* [Document section]:
[START]

Creating large work, pressuring yourself to spend hours in the studio, thinking you need to fill every space – these are pressures that keep many of us from making anything at all. (Tricks of the inner critic and a society obsessed with busyness.) I think it’s part of what drives many artists to jam pack their pieces such that the subject gets lost and they feel frustrated with their work. There is an easier, more generous way to work.

Make space for:

  • Creating more often in shorter bursts
  • Keeping less materials in your studio so there’s space to begin
  • Moving slowly and letting things unfold
  • Inviting imperfection into your art – what walks in along with the mistakes is wild, beautiful, uniquely you, and will keep you coming back for more.

How are you creating space in your art practice? Will you tell me about it in the comments?

Creatively Yours,

Amy

14 Comments

  1. DCLA

    I’m lucky enough to have a room dedicated to my art and crafts. But, I don’t always feel like going up there. I keep a separate little kit with everything I need to do slow drawing or a small painting. I can take it anywhere in the house, or out and about. Also, I have a weekly art date with my sister.

    Reply
    • Amy Maricle

      I agree that the portable art kit really helps make space for art making. So glad you shared that here! xo

      Reply
  2. Susanne van Helden

    I‘m currently weeding through creations which have been put aside for future work, but because I‘ll be moving soon, I have a hard time parting with some of some of my artworks. Taking them out of frames to reduce weight is a solution; also taking photographs of drawings and paintings helps me to decide what to put into storage or give away.
    Discarding old brushes or pencils and pens is another method to create extra space…only keep high quality items, I tell myself. When I had no money for art materials, I painted on recycled cardboard – those paintings have a raw and bold character to them – hard to recreate that same verve on expensive H2O paper.

    Reply
    • Amy Maricle

      Hi Susanne – YES – the taking photos idea is so good. When things are small, somehow they are so much easier to see. Good luck pairing down. xo

      Reply
  3. Aleta Jacobson

    I can see when I’m not motivated to create it’s because I have too much clutter in my brain and on my work table. I’m doing a big clean out and gifting some art supplies that I don’t use and are taking up space.
    This is a good reminder. Thank you Amy.

    Reply
    • Amy Maricle

      HI Aleta: YES! Clutter really gets in my way too. Hm…maybe some clearing is in order in my space again – even a small part. So glad this spoke to you. xo

      Reply
  4. Debbie Ruisard

    Thank you, Amy, this is so helpful as I find ways to make room for artmaking in my life- with both time and space. What is most helpful, but challenging for me, is to remember that I can make art when I have just a bit of free time, and not wait for that whole afternoon to open up. I love your slow drawing sessions in FB, often watching them at night when my day is done. Thank you for your generous spirit!

[END]

* [What is asked]:
A. Answer these questions about the blog post on making space for art:
(i) What did Susanne van Helden paint on when there was no money for art materials?
(ii) Who does DCLA have a weekly art date with?
(iii) What number of comments does the post list?
B. In the entries below, format the lines between the line holding "[segment] <item>man's hand</item>" and the line holding "POLYGON ((493 406, 493", inclusive, as a JSON list of strings, one string per line, with blank lines left out.
The blog post and the entries come from separate, unrelated sources.

* [Data excerpts]:

[START]

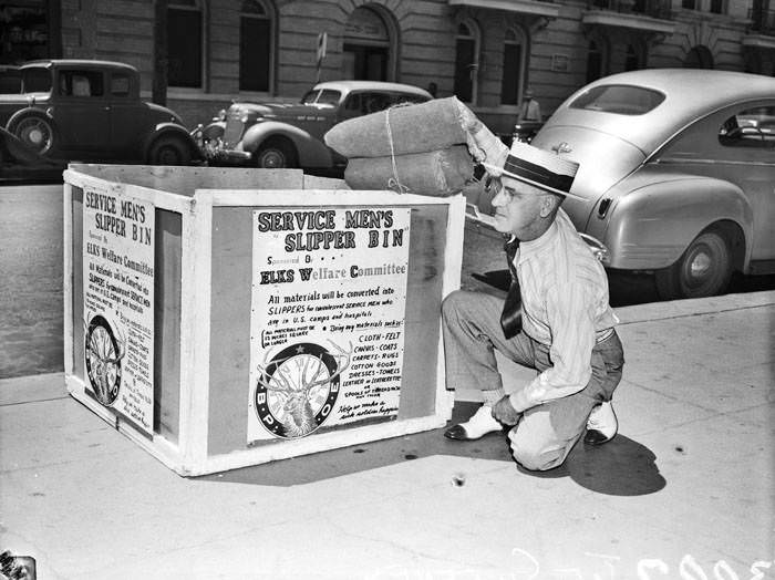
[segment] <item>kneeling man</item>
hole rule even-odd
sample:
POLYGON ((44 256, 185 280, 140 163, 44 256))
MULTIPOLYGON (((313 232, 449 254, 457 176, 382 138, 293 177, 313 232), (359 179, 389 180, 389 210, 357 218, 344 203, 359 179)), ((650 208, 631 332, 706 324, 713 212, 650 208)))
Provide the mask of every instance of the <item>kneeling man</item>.
POLYGON ((509 238, 513 283, 505 301, 459 290, 444 301, 447 386, 477 387, 484 398, 445 436, 469 441, 512 426, 517 463, 551 469, 585 429, 588 444, 617 432, 610 401, 624 363, 618 319, 602 266, 560 208, 578 164, 519 142, 506 153, 500 143, 486 144, 492 134, 478 120, 469 121, 489 160, 485 178, 497 191, 495 228, 509 238), (536 377, 507 395, 494 349, 535 369, 536 377))

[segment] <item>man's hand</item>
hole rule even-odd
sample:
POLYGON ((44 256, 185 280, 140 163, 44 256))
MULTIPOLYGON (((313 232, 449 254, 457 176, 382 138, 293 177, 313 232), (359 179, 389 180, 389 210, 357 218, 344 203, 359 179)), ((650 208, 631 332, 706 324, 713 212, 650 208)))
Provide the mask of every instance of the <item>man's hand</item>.
POLYGON ((493 406, 493 417, 504 425, 516 425, 519 423, 519 415, 521 415, 521 413, 512 406, 508 395, 500 398, 500 401, 493 406))

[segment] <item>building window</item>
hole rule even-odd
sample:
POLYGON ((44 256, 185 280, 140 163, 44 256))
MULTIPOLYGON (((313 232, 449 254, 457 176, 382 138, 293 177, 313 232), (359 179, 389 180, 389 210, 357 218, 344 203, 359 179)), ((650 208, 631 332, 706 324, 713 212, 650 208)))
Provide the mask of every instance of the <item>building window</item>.
POLYGON ((474 103, 479 62, 479 42, 476 25, 461 22, 457 25, 455 53, 455 87, 457 99, 464 103, 474 103))
POLYGON ((169 86, 202 86, 202 8, 197 0, 175 0, 167 9, 169 86))
POLYGON ((366 7, 352 11, 344 25, 342 79, 386 81, 391 72, 391 29, 366 7))
POLYGON ((627 55, 624 56, 624 70, 637 71, 638 69, 640 69, 640 59, 638 58, 638 51, 632 44, 628 44, 627 55))
POLYGON ((521 32, 513 29, 506 31, 503 79, 500 81, 500 102, 504 105, 519 103, 525 79, 525 37, 521 32))
POLYGON ((258 0, 242 2, 239 17, 239 90, 269 92, 272 73, 272 18, 258 0))
POLYGON ((592 40, 589 42, 589 49, 587 50, 587 82, 591 83, 597 81, 604 74, 604 59, 606 54, 603 51, 602 42, 599 40, 592 40))

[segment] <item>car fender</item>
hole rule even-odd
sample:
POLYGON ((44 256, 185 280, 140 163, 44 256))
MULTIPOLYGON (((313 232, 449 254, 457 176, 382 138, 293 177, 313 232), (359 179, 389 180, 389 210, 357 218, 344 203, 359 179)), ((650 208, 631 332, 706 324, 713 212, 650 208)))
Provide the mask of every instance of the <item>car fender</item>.
POLYGON ((608 248, 606 266, 624 270, 657 270, 674 263, 689 244, 709 226, 724 221, 743 234, 751 258, 753 211, 734 184, 711 177, 671 175, 628 190, 628 179, 603 198, 612 199, 604 219, 596 207, 586 232, 608 248))
POLYGON ((265 121, 248 128, 242 136, 241 148, 255 154, 265 141, 275 136, 286 137, 293 143, 299 155, 299 165, 302 167, 331 167, 333 165, 331 149, 320 139, 301 128, 277 121, 265 121))
POLYGON ((184 143, 188 144, 188 147, 192 151, 192 158, 198 159, 202 157, 202 152, 199 151, 199 146, 197 145, 196 141, 194 137, 186 131, 186 128, 183 125, 178 125, 177 123, 158 123, 155 127, 154 131, 148 133, 145 136, 145 139, 143 139, 143 154, 144 157, 147 158, 148 153, 151 151, 151 146, 154 144, 154 142, 162 137, 162 136, 176 136, 180 138, 184 143))
POLYGON ((202 128, 202 136, 206 139, 223 137, 226 133, 225 121, 214 121, 202 128))

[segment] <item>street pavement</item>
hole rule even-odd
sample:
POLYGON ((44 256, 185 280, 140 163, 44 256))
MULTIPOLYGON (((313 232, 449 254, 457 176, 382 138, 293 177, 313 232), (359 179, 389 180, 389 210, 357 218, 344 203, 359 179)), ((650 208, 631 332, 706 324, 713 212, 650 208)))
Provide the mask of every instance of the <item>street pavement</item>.
POLYGON ((183 478, 61 373, 0 380, 0 551, 42 579, 775 579, 775 291, 617 312, 619 435, 545 474, 436 429, 183 478))

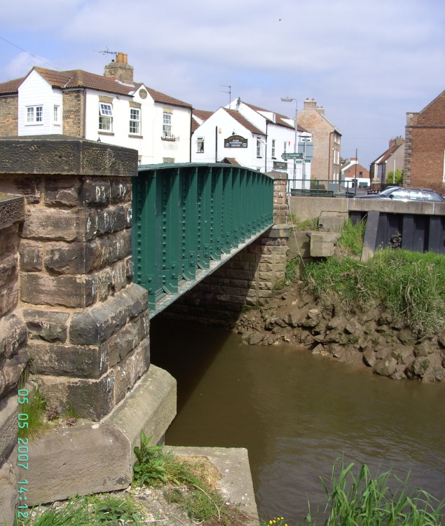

[END]

* [Results]:
A.
(i) Recycled cardboard
(ii) A sister
(iii) 14

B.
[
  "[segment] <item>man's hand</item>",
  "hole rule even-odd",
  "sample:",
  "POLYGON ((44 256, 185 280, 140 163, 44 256))",
  "MULTIPOLYGON (((313 232, 449 254, 457 176, 382 138, 293 177, 313 232), (359 179, 389 180, 389 210, 357 218, 344 203, 359 179)), ((650 208, 631 332, 706 324, 713 212, 650 208)))",
  "Provide the mask of every instance of the <item>man's hand</item>.",
  "POLYGON ((493 406, 493 417, 504 425, 516 425, 519 423, 519 415, 521 415, 521 413, 512 406, 508 395, 500 398, 500 401, 493 406))"
]